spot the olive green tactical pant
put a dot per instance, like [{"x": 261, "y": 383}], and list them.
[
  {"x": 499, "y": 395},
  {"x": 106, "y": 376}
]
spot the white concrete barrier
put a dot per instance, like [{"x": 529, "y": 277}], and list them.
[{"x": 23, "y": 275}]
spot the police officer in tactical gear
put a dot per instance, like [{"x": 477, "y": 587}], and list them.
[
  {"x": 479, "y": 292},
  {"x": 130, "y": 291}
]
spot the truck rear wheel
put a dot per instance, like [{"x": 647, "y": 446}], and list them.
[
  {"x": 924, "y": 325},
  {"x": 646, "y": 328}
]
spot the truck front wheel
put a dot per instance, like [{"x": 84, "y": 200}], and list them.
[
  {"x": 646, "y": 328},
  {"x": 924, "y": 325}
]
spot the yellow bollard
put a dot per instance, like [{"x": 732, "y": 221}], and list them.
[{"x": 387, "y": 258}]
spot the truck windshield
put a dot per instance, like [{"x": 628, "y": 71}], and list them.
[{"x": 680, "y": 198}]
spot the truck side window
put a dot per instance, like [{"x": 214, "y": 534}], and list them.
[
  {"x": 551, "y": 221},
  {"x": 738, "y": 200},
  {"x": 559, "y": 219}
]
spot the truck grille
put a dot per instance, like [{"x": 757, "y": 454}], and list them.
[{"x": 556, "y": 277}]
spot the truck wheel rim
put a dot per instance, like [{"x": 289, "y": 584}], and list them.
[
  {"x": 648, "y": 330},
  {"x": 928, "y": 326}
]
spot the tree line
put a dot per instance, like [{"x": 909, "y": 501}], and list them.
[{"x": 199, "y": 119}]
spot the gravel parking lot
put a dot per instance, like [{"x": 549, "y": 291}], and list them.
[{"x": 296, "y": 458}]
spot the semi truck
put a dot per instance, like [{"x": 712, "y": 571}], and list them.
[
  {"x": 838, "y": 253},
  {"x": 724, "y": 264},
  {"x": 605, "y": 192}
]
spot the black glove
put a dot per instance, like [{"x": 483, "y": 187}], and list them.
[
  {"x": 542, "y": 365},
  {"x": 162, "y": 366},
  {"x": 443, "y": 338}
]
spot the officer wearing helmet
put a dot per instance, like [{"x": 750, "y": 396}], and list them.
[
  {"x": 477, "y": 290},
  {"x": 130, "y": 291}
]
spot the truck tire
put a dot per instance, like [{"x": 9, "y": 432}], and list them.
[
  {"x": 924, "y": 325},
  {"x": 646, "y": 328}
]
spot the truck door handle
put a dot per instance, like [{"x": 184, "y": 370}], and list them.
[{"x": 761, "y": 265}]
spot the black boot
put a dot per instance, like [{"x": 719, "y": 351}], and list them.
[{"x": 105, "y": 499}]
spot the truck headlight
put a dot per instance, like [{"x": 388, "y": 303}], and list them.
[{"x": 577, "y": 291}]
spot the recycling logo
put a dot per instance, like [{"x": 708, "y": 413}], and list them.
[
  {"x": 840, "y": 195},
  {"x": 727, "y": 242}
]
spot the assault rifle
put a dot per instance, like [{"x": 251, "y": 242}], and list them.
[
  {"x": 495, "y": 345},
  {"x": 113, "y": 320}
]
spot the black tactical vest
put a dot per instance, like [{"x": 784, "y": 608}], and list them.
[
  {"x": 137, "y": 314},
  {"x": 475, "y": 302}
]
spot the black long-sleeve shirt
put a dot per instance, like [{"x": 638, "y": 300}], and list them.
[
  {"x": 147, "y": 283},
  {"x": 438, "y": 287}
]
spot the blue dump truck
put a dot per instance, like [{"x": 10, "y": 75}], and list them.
____
__Problem requirements__
Every record above needs to be repeated word for word.

__Answer to the task__
spot the olive green tactical pant
put a dot per instance, like [{"x": 261, "y": 383}], and list them.
[
  {"x": 499, "y": 395},
  {"x": 106, "y": 376}
]
spot the white concrete barrier
put a dot per instance, like [{"x": 529, "y": 277}], and list them.
[{"x": 23, "y": 275}]
spot the police officer in tactical gear
put a dot per instance, like [{"x": 477, "y": 587}], and list them.
[
  {"x": 479, "y": 292},
  {"x": 130, "y": 291}
]
spot the truck rear wheel
put a dot per instance, like [{"x": 647, "y": 446}], and list them.
[
  {"x": 924, "y": 325},
  {"x": 646, "y": 328}
]
spot the truck front wheel
put a dot per instance, like [{"x": 84, "y": 200}], and list them.
[
  {"x": 646, "y": 328},
  {"x": 924, "y": 325}
]
spot the yellow bollard
put a dot per instance, like [{"x": 732, "y": 221}], and list them.
[{"x": 387, "y": 258}]
spot the truck windshield
put a dot per instance, like [{"x": 628, "y": 71}], and list them.
[{"x": 680, "y": 198}]
spot the truck side window
put a dot per instance, like [{"x": 214, "y": 534}], and list them.
[
  {"x": 551, "y": 221},
  {"x": 738, "y": 200},
  {"x": 559, "y": 219}
]
spot the truck grille
put a dot per instance, like [{"x": 757, "y": 454}], and list them.
[{"x": 556, "y": 277}]
spot the truck wheel rim
put a dot per instance, like [{"x": 289, "y": 584}], and list them.
[
  {"x": 648, "y": 330},
  {"x": 928, "y": 326}
]
spot the tree line
put a dot per instance, like [{"x": 909, "y": 501}], and list them.
[{"x": 199, "y": 119}]
spot the gravel parking lot
put a dot per instance, like [{"x": 549, "y": 291}], and list them.
[{"x": 296, "y": 458}]
spot the semi truck
put a dot per instance, like [{"x": 712, "y": 571}], and list them.
[
  {"x": 838, "y": 253},
  {"x": 724, "y": 264},
  {"x": 605, "y": 192}
]
spot the black glove
put a dot per instance, like [{"x": 483, "y": 187}], and list them.
[
  {"x": 542, "y": 365},
  {"x": 162, "y": 366},
  {"x": 443, "y": 338}
]
spot the officer wearing helmet
put a dot per instance, like [{"x": 750, "y": 396}], and list them.
[
  {"x": 477, "y": 290},
  {"x": 130, "y": 291}
]
spot the truck tire
put a dot per instance, like [{"x": 9, "y": 432}], and list them.
[
  {"x": 924, "y": 325},
  {"x": 646, "y": 328}
]
spot the truck door handle
put a dot per instance, like [{"x": 184, "y": 370}], and list them.
[{"x": 761, "y": 265}]
spot the black boot
put a dot per instance, like [{"x": 719, "y": 351}], and list them.
[{"x": 105, "y": 499}]
spot the truck headlight
put a dot per instance, like [{"x": 388, "y": 303}], and list them.
[{"x": 577, "y": 291}]
spot the recycling logo
put a dot per instance, like [{"x": 708, "y": 413}], and list them.
[
  {"x": 840, "y": 195},
  {"x": 727, "y": 242}
]
spot the assault rifle
put a dot per instance, like [{"x": 251, "y": 242}], and list them.
[
  {"x": 495, "y": 345},
  {"x": 113, "y": 320}
]
spot the black tactical vest
put a dot per instance, like [{"x": 784, "y": 608}], and list them.
[
  {"x": 137, "y": 314},
  {"x": 475, "y": 302}
]
spot the black long-sleeve shirt
put a dot per instance, like [{"x": 638, "y": 300}], and list them.
[
  {"x": 147, "y": 283},
  {"x": 438, "y": 287}
]
spot the blue dump truck
put a dot per instance, like [{"x": 10, "y": 75}], and list them.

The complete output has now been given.